Excerpt provided
Studio album by Aswad
- Released: 1984
- Genre: Reggae
- Label: Island
- Producer: Aswad, Michael "Reuben" Campbell

Aswad chronology
| Live and Direct (1983) | Rebel Souls (1984) | Jah Shaka Meets Aswad in Addis Ababa Studio (1985) |

= Rebel Souls =

Rebel Souls is an album by the British band Aswad, released in 1984. They supported the album with UK and North American tours. Rebel Souls peaked at No. 48 on the UK Albums Chart.

==Production==
Rebel Souls was recorded in Jamaica. The band's cover of Marvin Gaye's "Mercy, Mercy Me (The Ecology)" includes backing vocals by the London Community Gospel Choir. "54–46 (Was My Number)" is a cover of the Toots and the Maytals song. "Need Your Love (Each and Every Day)" is performed in a lovers rock style. "Rainfall, Sunshine" is about the exploited working class.

Material

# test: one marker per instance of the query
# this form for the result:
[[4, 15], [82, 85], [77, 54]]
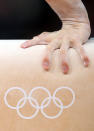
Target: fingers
[[64, 58], [80, 49], [35, 41], [48, 54]]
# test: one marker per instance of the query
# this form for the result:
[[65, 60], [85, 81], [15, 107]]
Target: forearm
[[69, 10]]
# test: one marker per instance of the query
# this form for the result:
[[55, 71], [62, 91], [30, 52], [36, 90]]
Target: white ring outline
[[64, 87], [10, 89], [25, 117], [46, 90], [56, 116], [37, 107]]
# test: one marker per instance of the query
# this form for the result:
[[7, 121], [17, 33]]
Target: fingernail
[[65, 68], [86, 61], [46, 65], [24, 45]]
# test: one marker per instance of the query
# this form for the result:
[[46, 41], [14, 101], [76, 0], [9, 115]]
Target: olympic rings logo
[[36, 105]]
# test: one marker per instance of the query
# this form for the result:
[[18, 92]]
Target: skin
[[73, 34], [17, 69]]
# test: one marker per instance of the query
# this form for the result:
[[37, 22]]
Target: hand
[[73, 34]]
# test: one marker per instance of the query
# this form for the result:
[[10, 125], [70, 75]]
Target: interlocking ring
[[36, 104]]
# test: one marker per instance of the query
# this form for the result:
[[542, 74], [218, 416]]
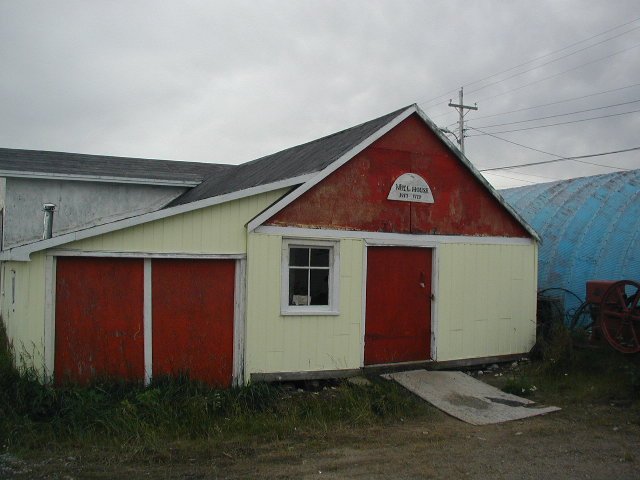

Exercise task 1
Which song titles does the Rebel Souls article name in its Production section?
Exercise task 2
Could you write out the Rebel Souls article word for word, starting with "Studio album by" and going on through "UK Albums Chart."?

Full output 1
"Mercy, Mercy Me (The Ecology)"
"54–46 (Was My Number)"
"Need Your Love (Each and Every Day)"
"Rainfall, Sunshine"

Full output 2
Studio album by Aswad
- Released: 1984
- Genre: Reggae
- Label: Island
- Producer: Aswad, Michael "Reuben" Campbell

Aswad chronology
| Live and Direct (1983) | Rebel Souls (1984) | Jah Shaka Meets Aswad in Addis Ababa Studio (1985) |

= Rebel Souls =

Rebel Souls is an album by the British band Aswad, released in 1984. They supported the album with UK and North American tours. Rebel Souls peaked at No. 48 on the UK Albums Chart.